(Extracted text Opens)

Matthew 25: Ministries ships pre-sorted, pre-processed, requested items that are appropriate and needed to the disaster area. This ensures that the products will bring relief to the victims instead of creating additional work for the responders in the area. According to the United Nations Disaster Relief Organization, "The impulsive generosity of governments, organizations, and individuals alike can cause as much chaos and confusion as the disaster itself."

Matthew 25: Ministries has responded to a variety of natural disasters including: Hurricane Katrina, the 2010 Haiti earthquake, the 2011 Japan earthquake and tsunami, the 2012 Colorado wildfires, Hurricane Sandy, the 2013 Moore tornado, Typhoon Haiyan in 2013, and the Ebola outbreak in Liberia in 2014.

==Affiliations==
Matthew 25: Ministries maintains the following professional affiliations and associations:

- United States Agency for International Development
- Ohio Association of Nonprofit Organizations
- Greater Cincinnati Regional Chamber of Commerce
- Blue Ash Business Association
- Independent Charities of America/Charities Under 1% Overhead
- Combined Federal Campaign/Multiple State Combined Charitable Campaigns
- The Better Business Bureau’s Wise Giving Alliance.

==Rankings==
- Matthew 25: Ministries is ranked highly on Forbes' list of the 20 Most Efficient Large Charities in the US.
- Matthew 25: Ministries is also ranked in the Top Five four-star charities on Charity Navigator.
- Matthew 25: Ministries is accredited by the Better Business Bureau through the "Wise Giving Alliance Standards".
- Matthew 25: Ministries participates in the Combined Federal Campaign, the Federal Government's workplace philanthropy program that requires all non-profit participants to meet the highest standards of transparency and efficiency in the industry.

(Extracted text Closes)
(Dataset extract Opens)

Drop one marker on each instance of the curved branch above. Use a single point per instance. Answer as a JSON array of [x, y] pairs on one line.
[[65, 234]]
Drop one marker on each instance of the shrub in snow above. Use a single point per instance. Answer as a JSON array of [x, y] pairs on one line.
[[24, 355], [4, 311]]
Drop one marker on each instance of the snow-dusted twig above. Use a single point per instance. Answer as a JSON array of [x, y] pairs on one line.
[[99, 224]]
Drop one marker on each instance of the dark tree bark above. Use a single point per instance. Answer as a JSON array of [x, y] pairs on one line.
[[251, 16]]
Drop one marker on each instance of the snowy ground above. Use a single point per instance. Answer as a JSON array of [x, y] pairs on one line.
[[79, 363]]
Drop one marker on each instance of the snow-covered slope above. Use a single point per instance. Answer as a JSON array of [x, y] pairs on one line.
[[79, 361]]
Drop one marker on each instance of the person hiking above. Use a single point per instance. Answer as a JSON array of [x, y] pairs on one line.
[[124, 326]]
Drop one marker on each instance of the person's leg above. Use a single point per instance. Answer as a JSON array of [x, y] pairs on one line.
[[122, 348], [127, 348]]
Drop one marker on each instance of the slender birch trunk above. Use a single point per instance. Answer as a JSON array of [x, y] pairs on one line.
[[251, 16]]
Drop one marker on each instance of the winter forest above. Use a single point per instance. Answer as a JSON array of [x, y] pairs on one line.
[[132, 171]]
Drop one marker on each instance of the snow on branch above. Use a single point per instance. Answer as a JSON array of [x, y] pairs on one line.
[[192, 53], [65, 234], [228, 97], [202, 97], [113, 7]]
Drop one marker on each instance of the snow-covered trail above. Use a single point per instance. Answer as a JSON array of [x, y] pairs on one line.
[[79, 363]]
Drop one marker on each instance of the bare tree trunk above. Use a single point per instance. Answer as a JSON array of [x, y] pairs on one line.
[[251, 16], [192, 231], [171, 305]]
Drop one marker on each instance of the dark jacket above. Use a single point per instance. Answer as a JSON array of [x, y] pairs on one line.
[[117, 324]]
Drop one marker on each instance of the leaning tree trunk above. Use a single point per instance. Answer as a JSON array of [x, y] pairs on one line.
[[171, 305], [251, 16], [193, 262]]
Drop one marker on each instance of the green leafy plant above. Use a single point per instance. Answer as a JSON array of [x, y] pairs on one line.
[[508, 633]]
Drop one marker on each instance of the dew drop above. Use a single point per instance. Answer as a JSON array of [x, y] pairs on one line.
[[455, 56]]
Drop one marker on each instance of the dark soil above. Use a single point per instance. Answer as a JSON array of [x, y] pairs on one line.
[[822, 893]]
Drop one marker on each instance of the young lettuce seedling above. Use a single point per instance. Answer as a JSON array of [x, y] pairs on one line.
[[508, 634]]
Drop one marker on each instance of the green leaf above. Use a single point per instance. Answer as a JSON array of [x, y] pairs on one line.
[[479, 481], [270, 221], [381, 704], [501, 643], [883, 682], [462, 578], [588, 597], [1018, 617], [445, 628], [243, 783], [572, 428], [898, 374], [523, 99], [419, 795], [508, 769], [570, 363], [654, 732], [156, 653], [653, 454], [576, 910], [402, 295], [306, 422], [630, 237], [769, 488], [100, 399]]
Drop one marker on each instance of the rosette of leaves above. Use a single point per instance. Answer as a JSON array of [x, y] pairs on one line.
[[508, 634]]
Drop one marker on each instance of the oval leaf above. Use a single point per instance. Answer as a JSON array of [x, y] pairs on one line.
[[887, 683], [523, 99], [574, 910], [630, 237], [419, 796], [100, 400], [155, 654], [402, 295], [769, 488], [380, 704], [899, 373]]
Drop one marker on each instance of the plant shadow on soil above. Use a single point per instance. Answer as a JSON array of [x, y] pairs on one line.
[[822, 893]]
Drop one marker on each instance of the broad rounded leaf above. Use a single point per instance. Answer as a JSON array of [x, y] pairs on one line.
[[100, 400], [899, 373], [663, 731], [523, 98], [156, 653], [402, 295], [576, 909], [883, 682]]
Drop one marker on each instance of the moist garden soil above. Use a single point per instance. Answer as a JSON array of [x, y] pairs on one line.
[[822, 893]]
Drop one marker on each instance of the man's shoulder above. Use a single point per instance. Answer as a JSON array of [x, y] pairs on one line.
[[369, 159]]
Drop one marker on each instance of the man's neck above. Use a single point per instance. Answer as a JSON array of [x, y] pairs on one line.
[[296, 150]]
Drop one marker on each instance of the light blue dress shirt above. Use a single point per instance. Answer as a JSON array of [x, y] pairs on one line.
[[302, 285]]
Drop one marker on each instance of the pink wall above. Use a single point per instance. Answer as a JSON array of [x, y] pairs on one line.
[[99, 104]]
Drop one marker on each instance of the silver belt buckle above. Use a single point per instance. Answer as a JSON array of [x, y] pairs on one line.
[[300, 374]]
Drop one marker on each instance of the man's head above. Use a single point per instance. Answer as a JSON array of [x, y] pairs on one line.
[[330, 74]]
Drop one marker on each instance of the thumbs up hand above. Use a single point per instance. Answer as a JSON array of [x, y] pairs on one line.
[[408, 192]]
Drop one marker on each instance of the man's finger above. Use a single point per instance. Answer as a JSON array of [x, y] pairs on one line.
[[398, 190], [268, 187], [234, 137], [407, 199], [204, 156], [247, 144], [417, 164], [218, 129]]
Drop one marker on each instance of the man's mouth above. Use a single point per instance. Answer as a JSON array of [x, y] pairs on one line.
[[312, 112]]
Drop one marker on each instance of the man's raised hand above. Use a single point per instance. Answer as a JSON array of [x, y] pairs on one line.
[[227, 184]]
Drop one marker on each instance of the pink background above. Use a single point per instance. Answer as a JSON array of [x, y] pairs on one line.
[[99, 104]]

(Dataset extract Closes)

* _Exercise goal_:
From the text on Matthew 25: Ministries, extract the passage starting with "- United States" and going on through "on Charity Navigator.", copied word for word.

* _Exercise answer_:
- United States Agency for International Development
- Ohio Association of Nonprofit Organizations
- Greater Cincinnati Regional Chamber of Commerce
- Blue Ash Business Association
- Independent Charities of America/Charities Under 1% Overhead
- Combined Federal Campaign/Multiple State Combined Charitable Campaigns
- The Better Business Bureau’s Wise Giving Alliance.

==Rankings==
- Matthew 25: Ministries is ranked highly on Forbes' list of the 20 Most Efficient Large Charities in the US.
- Matthew 25: Ministries is also ranked in the Top Five four-star charities on Charity Navigator.